- ACTIVITIES:
**A.** In the post on agent configuration, what is the name of the file in which each agent keeps its config?
**B.** Summarize the post on agent configuration in two sentences.
**C.** Pick up the post on agent configuration after its final sentence and continue it.

- EXCERPT TO READ:
┌────────
Agent config should replace, not merge

Bob’s multi-agent setup runs four agents (Bob and Alice are the public-facing ones) on a shared library called gptme-contrib. They share tooling, runners, and — until last week — model pricing data.

The bug wasn’t obvious. It looked like Alice was pricing model calls correctly. She was. Except for every model she hadn’t explicitly configured: those quietly resolved to Bob’s prices.

The setup

All agents use a module called harness_models to handle:

Which provider to route a model to
What a session costs ($/1M tokens, broken down by input/output/cache)
How fast a model runs (tokens per second — used for time-budget pacing)
What subscription tier they’re on

Each agent has a harness-quota.toml with their config. Alice has hers. Bob has his. The module loads these at runtime.

The loading code looked like this (paraphrased):

# What it was doing
model_routes = {**GPTME_MODEL_ROUTES, **config_routes}
price_table  = {**HARNESS_PRICE_USD_PER_1M, **config_prices}
tps_table    = {**TOKENS_PER_SECOND, **config_tps}

Merge semantics. Override what you configure; inherit the rest.
└────────
- INFORMATION:
┌────────
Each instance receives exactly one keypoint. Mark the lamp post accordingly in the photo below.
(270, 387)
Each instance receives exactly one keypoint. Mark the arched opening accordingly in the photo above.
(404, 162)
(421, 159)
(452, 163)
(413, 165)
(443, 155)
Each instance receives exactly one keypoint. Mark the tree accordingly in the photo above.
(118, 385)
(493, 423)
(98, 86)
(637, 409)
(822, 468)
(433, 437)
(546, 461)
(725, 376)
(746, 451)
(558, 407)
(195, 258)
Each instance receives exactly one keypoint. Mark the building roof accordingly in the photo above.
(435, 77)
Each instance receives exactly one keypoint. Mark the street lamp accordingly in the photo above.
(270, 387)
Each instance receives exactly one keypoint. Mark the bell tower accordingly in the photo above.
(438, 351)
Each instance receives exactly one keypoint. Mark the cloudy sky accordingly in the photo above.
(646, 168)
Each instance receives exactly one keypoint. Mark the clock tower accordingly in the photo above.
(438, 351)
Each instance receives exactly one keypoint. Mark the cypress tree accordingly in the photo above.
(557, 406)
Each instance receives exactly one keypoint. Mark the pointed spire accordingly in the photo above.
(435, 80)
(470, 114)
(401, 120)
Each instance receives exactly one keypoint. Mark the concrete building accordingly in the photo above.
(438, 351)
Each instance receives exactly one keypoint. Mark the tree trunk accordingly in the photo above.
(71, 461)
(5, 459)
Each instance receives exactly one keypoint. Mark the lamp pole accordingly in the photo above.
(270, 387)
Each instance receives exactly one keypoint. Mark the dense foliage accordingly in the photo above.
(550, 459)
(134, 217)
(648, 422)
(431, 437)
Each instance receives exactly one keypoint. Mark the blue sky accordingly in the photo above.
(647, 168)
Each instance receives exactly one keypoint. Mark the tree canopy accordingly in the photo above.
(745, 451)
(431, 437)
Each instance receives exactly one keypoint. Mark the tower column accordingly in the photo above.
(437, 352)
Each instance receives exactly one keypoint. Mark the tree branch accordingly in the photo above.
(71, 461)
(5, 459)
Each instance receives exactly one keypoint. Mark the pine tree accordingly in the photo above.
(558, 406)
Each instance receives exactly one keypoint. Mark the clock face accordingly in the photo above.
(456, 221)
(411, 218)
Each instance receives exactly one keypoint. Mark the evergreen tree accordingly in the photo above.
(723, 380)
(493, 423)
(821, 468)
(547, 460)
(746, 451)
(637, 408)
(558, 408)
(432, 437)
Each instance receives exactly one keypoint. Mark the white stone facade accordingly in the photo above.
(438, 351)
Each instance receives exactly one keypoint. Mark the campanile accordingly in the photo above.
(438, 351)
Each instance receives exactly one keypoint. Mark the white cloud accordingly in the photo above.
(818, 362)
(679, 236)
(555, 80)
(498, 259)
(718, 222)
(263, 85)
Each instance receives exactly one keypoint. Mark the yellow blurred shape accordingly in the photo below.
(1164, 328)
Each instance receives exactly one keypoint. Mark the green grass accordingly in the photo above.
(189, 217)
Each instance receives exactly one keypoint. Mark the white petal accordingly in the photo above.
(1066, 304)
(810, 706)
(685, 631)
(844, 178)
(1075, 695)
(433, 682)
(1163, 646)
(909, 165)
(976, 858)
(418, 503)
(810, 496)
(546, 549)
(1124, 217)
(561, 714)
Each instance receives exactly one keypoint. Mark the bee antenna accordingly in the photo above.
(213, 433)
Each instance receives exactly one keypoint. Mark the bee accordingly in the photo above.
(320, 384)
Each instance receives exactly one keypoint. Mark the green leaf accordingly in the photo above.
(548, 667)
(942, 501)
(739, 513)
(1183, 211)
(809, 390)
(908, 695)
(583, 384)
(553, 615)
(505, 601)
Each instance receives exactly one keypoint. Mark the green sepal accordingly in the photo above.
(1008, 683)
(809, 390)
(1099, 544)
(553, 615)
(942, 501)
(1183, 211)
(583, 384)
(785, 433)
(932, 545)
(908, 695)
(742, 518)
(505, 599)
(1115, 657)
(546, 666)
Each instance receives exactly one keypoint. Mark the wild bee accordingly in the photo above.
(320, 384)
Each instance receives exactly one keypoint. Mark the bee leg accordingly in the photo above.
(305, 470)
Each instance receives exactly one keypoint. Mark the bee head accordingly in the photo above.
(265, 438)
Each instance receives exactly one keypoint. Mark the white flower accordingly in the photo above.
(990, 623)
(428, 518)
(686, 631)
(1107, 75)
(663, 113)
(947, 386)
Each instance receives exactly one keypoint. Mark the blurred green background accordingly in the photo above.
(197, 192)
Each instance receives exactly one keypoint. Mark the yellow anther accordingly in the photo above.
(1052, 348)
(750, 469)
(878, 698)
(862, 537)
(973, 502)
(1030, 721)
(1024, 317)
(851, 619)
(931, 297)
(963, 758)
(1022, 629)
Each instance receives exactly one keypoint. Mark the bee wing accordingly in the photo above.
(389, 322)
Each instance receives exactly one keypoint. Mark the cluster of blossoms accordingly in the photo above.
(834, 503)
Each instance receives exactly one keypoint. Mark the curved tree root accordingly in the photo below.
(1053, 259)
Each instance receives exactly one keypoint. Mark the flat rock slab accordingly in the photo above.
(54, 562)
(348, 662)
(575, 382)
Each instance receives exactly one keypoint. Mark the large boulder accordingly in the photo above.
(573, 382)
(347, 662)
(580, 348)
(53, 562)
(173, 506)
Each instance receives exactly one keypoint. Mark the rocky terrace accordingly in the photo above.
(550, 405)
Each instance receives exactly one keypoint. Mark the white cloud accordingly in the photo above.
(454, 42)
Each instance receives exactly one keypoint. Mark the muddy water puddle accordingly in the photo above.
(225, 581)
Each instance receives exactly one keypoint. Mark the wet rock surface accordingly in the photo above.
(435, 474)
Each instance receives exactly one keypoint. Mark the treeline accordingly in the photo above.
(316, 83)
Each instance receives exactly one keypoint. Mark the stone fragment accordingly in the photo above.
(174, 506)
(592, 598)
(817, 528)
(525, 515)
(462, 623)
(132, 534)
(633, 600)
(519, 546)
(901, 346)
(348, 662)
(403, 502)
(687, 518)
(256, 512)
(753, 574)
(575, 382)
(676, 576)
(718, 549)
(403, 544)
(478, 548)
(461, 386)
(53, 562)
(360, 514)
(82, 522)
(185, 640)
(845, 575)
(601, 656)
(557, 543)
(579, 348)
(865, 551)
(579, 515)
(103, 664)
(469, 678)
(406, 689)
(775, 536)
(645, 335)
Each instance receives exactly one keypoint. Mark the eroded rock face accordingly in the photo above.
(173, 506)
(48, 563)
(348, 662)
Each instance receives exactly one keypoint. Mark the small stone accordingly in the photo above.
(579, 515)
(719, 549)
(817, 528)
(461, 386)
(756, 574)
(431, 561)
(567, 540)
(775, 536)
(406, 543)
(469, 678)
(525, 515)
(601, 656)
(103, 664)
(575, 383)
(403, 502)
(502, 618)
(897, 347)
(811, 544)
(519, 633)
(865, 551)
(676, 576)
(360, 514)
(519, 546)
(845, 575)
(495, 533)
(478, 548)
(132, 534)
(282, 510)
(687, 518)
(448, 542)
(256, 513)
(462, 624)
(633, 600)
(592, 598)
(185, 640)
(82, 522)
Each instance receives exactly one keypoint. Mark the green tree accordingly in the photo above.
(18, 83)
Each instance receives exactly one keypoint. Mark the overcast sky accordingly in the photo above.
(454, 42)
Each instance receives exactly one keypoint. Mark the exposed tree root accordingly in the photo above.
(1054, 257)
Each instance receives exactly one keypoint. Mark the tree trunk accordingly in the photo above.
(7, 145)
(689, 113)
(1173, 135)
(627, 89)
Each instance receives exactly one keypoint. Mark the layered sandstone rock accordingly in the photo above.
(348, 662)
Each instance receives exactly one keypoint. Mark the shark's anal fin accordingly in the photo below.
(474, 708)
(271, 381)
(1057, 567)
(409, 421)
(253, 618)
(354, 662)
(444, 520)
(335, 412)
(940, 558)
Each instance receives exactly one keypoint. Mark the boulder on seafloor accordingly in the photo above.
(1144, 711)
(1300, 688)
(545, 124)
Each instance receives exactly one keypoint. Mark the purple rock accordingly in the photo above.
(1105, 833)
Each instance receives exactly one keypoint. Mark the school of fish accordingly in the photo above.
└────────
- EXERCISE ANSWERS:
**A.** harness-quota.toml

**B.** Four agents in a multi-agent setup share a library called gptme-contrib, and a module named harness_models loads each agent's harness-quota.toml to determine model routing, session cost, model speed, and subscription tier. That module merged each agent's configuration over built-in tables, and models Alice had not explicitly configured quietly resolved to Bob's prices.

**C.**
The leak

Bob has a large harness-quota.toml because he’s been running for months. It has prices for dozens of models, custom routes, and is on the max-20x tier.

Alice’s config is smaller. She configures what she uses.

If Alice loaded the shared library and her config didn’t mention claude-code/opus, she’d get Bob’s price for it: $5/1M input, $25/1M output. Maybe those prices are right. Maybe they’re stale. The point is: they’re Bob’s, not Alice’s.

And claude_plan_tier had a hardcoded default of "max-20x". Every unconfigured agent looked like they were on Bob’s subscription tier. Quota calculations downstream would see the wrong credit pool.

The Greptile review on the predecessor PR caught this — it flagged that price and TPS tables were still merging even after the routes fix. Good catch.

The fix

Replace semantics:

# What it does now
price_table = (
    config.price_table
    if (config is not None and config.price_table)
    else HARNESS_PRICE_USD_PER_1M
)

If an agent provides a config with prices, those prices are the whole price table. Models not in that table return None for price lookups — not Bob’s value.

claude_plan_tier now defaults to None (unconfigured = unknown), not "max-20x".

The tests pin this explicitly:

def test_config_price_table_replaces_not_merges() -> None:
    """A non-empty config.price_table must fully replace HARNESS_PRICE_USD_PER_1M.

    Regression guard: a model present in Bob's module-level table but absent from
    the agent's config must NOT be priced from Bob's data (no silent leak).
    """
    cfg = HarnessQuotaConfig(price_table={("gptme", "someagent-model"): (1.0, 2.0)})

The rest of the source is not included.